Point localization data

============================================================

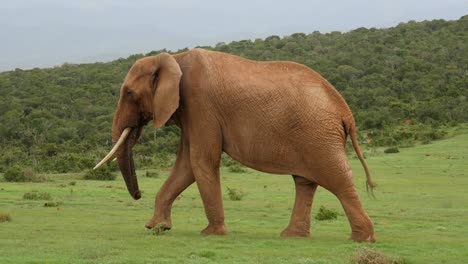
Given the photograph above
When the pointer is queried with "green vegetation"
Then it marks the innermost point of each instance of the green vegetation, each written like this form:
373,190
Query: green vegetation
234,194
36,195
405,84
102,174
5,217
365,255
419,213
326,214
391,150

============================================================

EXERCISE:
Print the data once more without any change, skipping each picture.

EXERCISE OUTPUT:
Given the photograph above
When the pointer is queried with "green vegetation"
Then it marks the innermost point of each instance of the green vegetation, each written like this form:
373,190
Query: green vegetation
234,194
36,195
405,84
102,174
5,217
365,255
419,213
326,214
391,150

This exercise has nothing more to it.